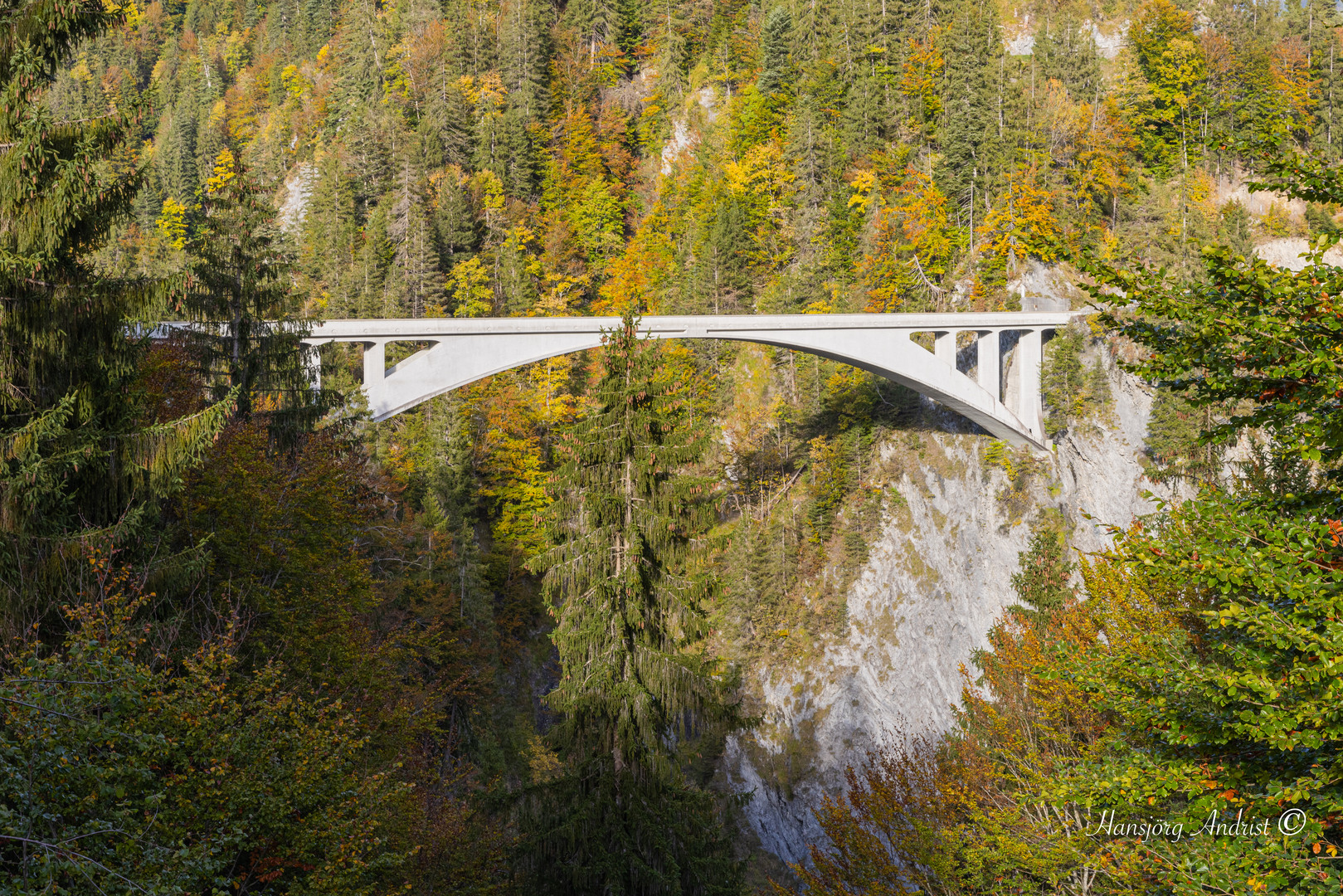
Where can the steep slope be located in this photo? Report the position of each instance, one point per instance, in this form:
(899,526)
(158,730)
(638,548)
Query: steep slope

◆ JOB: Repeat every line of the entries above word for word, leaving out the pictures.

◆ CORRECT RESULT:
Where can the steep slope be located in this photo? Report the position of each instance, one point per instance, in this form:
(899,526)
(158,730)
(638,548)
Query: steep slope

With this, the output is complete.